▸ **Request**:
Produce an exact transcription of the listing below, omitting the pictures.

▸ **Records for this task**:
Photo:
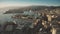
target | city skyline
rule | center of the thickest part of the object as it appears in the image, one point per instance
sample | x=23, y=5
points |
x=7, y=3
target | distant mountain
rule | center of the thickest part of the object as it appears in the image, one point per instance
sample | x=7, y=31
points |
x=33, y=8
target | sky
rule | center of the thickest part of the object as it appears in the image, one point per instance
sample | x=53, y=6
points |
x=7, y=3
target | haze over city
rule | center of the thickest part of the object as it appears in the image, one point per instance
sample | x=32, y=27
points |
x=22, y=3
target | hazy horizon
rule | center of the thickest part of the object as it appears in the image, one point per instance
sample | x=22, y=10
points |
x=22, y=3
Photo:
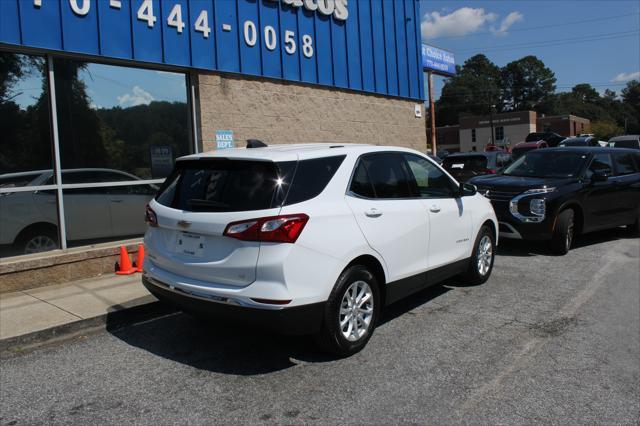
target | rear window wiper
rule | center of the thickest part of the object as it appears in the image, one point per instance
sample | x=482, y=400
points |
x=198, y=202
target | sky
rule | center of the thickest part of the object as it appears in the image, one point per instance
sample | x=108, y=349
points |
x=586, y=41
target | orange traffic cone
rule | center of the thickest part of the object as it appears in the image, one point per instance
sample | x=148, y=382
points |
x=124, y=267
x=140, y=260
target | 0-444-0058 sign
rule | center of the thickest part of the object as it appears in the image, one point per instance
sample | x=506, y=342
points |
x=145, y=13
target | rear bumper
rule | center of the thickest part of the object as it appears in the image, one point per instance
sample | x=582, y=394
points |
x=302, y=319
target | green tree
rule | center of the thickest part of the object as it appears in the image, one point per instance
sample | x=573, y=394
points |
x=526, y=83
x=474, y=89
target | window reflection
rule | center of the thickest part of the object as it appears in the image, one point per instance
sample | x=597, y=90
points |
x=100, y=213
x=121, y=118
x=25, y=138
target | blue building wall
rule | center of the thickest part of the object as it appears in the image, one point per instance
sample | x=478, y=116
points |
x=376, y=49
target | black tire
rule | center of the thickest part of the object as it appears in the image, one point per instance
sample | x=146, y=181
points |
x=331, y=338
x=476, y=275
x=564, y=233
x=634, y=228
x=44, y=237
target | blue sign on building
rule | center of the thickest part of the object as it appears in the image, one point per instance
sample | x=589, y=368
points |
x=363, y=45
x=438, y=61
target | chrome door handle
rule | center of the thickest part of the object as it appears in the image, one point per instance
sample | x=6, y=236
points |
x=373, y=213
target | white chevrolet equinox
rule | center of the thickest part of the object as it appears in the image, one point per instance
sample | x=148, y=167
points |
x=312, y=239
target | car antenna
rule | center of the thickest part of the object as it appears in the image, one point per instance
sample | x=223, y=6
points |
x=255, y=143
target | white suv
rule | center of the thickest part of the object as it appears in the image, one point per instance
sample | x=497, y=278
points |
x=312, y=239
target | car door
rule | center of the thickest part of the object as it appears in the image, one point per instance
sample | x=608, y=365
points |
x=602, y=204
x=450, y=224
x=127, y=206
x=394, y=224
x=628, y=185
x=86, y=210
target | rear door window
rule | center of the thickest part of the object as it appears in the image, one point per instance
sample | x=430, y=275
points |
x=600, y=163
x=388, y=175
x=312, y=177
x=624, y=163
x=429, y=181
x=220, y=185
x=470, y=162
x=361, y=183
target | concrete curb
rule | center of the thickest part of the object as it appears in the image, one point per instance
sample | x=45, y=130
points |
x=109, y=321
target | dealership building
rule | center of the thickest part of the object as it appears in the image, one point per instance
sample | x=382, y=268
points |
x=99, y=97
x=475, y=132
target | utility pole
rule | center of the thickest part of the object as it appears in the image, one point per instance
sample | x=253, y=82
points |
x=432, y=115
x=493, y=141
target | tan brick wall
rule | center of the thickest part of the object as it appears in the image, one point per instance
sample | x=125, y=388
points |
x=283, y=112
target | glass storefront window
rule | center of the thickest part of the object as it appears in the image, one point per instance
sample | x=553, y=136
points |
x=105, y=213
x=28, y=218
x=25, y=141
x=28, y=222
x=121, y=118
x=120, y=130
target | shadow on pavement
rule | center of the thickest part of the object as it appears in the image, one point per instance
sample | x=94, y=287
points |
x=223, y=347
x=520, y=248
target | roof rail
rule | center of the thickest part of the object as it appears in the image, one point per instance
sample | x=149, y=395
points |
x=255, y=143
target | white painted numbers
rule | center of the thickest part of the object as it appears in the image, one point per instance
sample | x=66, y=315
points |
x=202, y=24
x=146, y=14
x=250, y=35
x=270, y=37
x=175, y=18
x=289, y=42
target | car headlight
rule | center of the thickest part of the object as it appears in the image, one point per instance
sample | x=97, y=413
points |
x=537, y=206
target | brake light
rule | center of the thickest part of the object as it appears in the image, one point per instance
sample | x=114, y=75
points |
x=280, y=229
x=150, y=217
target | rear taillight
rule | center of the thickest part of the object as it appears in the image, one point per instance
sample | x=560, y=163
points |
x=281, y=229
x=150, y=217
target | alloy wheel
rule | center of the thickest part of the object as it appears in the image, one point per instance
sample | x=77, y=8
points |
x=40, y=243
x=356, y=311
x=484, y=255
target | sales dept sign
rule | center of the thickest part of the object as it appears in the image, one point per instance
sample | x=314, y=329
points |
x=224, y=139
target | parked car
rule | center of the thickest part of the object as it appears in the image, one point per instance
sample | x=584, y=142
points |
x=30, y=219
x=464, y=166
x=523, y=147
x=553, y=139
x=626, y=141
x=557, y=193
x=580, y=141
x=312, y=239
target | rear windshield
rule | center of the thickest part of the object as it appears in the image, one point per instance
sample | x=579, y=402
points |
x=519, y=151
x=473, y=162
x=625, y=143
x=534, y=137
x=222, y=185
x=544, y=164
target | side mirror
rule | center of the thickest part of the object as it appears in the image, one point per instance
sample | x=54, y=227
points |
x=467, y=190
x=599, y=176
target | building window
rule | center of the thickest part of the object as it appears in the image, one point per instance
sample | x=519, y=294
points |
x=119, y=131
x=28, y=200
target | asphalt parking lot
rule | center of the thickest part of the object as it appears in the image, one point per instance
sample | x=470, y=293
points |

▸ **The response**:
Photo:
target | city skyline
rule | center of the thickest part of the object as it appears in the image, one point per instance
sample | x=23, y=5
points |
x=7, y=3
target | distant mountain
rule | center of the thickest part of the object as it appears in the image, one point per instance
sample | x=7, y=31
points |
x=33, y=8
target | sky
rule | center of the thickest part of the object as it appears in the image, one point per instance
sample | x=53, y=6
points |
x=7, y=3
target | haze over city
rule | center of the thickest part of the object as it appears in the image, one point per instance
sample | x=32, y=27
points |
x=22, y=3
target | hazy horizon
rule | center of the thickest part of the object as it appears in the image, one point per instance
sample | x=22, y=10
points |
x=22, y=3
Photo:
target | rear window wiper
rule | center of the thickest part of the object as it appears in the image, one point per instance
sample | x=482, y=400
points |
x=198, y=202
target | sky
rule | center of the thickest part of the object as it appears in the image, one point per instance
sample | x=108, y=349
points |
x=586, y=41
target | orange traffic cone
rule | center of the thickest part of the object as it appears in the image, one point per instance
sample | x=148, y=382
points |
x=124, y=267
x=140, y=260
target | 0-444-0058 sign
rule | center of the thickest part of the object as it appears in the image, one point per instance
sample | x=506, y=342
points |
x=145, y=13
target | rear bumper
rule | center of the thickest part of the object as it appears in the image, one point per instance
sample | x=582, y=394
points |
x=302, y=319
target | green tree
rule | center of the thickest part of the object as it appears in the image, one point per instance
sample | x=573, y=394
points |
x=526, y=83
x=474, y=89
target | window reflection
rule | center of the thickest part of the object as it appears in the image, one point per instance
sample | x=597, y=90
points |
x=100, y=213
x=121, y=118
x=25, y=138
target | blue building wall
rule | center of the thickest part of the object as it appears in the image, one point per instance
sample | x=478, y=116
points |
x=376, y=49
target | black tire
rule | center of the thickest part of the object as it appears in the image, one point per instance
sample | x=146, y=181
points |
x=331, y=338
x=476, y=275
x=564, y=233
x=634, y=228
x=44, y=237
target | blue sign on building
rule | center of the thickest part of the object as it appears in the image, one point per instance
sample | x=589, y=368
points |
x=363, y=45
x=438, y=61
target | chrome door handle
rule | center of the thickest part of the object as it appears in the image, one point per instance
sample | x=6, y=236
points |
x=373, y=213
target | white chevrolet equinox
rule | center of the thickest part of the object as it appears in the image, one point per instance
sample | x=148, y=167
points |
x=312, y=239
target | car antenna
rule | center of the thickest part of the object as it appears in the image, one point per instance
sample | x=223, y=6
points |
x=255, y=143
target | white suv
rule | center of the thickest part of the object as it appears in the image, one point per instance
sample | x=497, y=278
points |
x=312, y=239
target | car door
rule | center of the thickest part of the object as it appears in the image, one point per instance
sample | x=608, y=365
points |
x=602, y=204
x=450, y=224
x=127, y=206
x=394, y=224
x=628, y=185
x=86, y=210
target | rear door window
rule | center of the thickest part of the object as it appears in the image, one point per instance
sample | x=430, y=275
points |
x=600, y=163
x=388, y=175
x=312, y=177
x=624, y=163
x=429, y=181
x=220, y=185
x=470, y=162
x=361, y=183
target | concrete curb
rule | center of the thickest part of the object as it appears in the image, one point per instance
sample | x=45, y=130
points |
x=109, y=321
target | dealership building
rule | center of the thickest part of the object as it appears in the image, one point per instance
sample | x=382, y=268
points |
x=99, y=97
x=475, y=132
target | utility pole
rule | center of the thickest part of the object as it appears in the image, one point per instance
sample | x=253, y=82
points |
x=432, y=115
x=493, y=141
target | tan brick wall
rule | center of the thickest part of the object as it appears in the image, one point per instance
sample | x=125, y=388
points |
x=283, y=112
target | glass storefront window
rule | center of the thickest part of the object as it appears in the image, one point per instance
sample | x=553, y=136
points |
x=105, y=213
x=28, y=218
x=25, y=141
x=28, y=222
x=121, y=118
x=120, y=130
target | shadow on pavement
rule | center of the thickest part of the object as it appears in the image, one point per instance
sample | x=94, y=287
points |
x=223, y=347
x=520, y=248
target | roof rail
rule | center of the thickest part of the object as it appears in the image, one point per instance
sample | x=149, y=395
points |
x=255, y=143
target | white painted numbers
rule | center of the thickest part of the object as it appears in the image, one point per instance
sample | x=66, y=315
points |
x=202, y=24
x=146, y=14
x=250, y=35
x=270, y=37
x=175, y=18
x=289, y=42
target | car headlight
rule | center of the thickest part of the object as it appears in the image, one point per instance
sample | x=97, y=413
points |
x=537, y=206
target | brake light
rule | center of the thickest part of the object as it appears in the image, one point per instance
sample | x=114, y=75
points |
x=280, y=229
x=150, y=217
target | rear taillight
rule | center of the thickest part of the object as it appears in the image, one point per instance
sample | x=560, y=163
points |
x=281, y=229
x=150, y=217
target | alloy wheel
rule | center of the thickest part of the object as it appears in the image, one point per instance
sample | x=77, y=8
points |
x=40, y=243
x=356, y=311
x=484, y=255
target | sales dept sign
rule | center of the thickest part of the object as it appears in the image, one point per instance
sample | x=314, y=329
points |
x=224, y=139
target | parked car
rule | center of the thickest part of the object as it appears in the image, one point per instance
sample | x=584, y=142
points |
x=30, y=219
x=464, y=166
x=523, y=147
x=553, y=139
x=626, y=141
x=557, y=193
x=580, y=141
x=312, y=239
target | rear windshield
rule | center of the thickest part of the object as it appears in the image, one point per instance
sample | x=579, y=402
points |
x=519, y=151
x=473, y=162
x=625, y=143
x=534, y=137
x=222, y=185
x=544, y=164
target | side mirror
rule | center of the thickest part of the object as it appears in the image, one point per instance
sample | x=54, y=227
points |
x=467, y=190
x=599, y=176
target | building window
rule | center of the thickest part of the object as it appears in the image, one point per instance
sample | x=519, y=294
points |
x=119, y=131
x=28, y=200
target | asphalt parking lot
rule | center of the thickest part of the object as it appears in the image, one point per instance
sample | x=470, y=293
points |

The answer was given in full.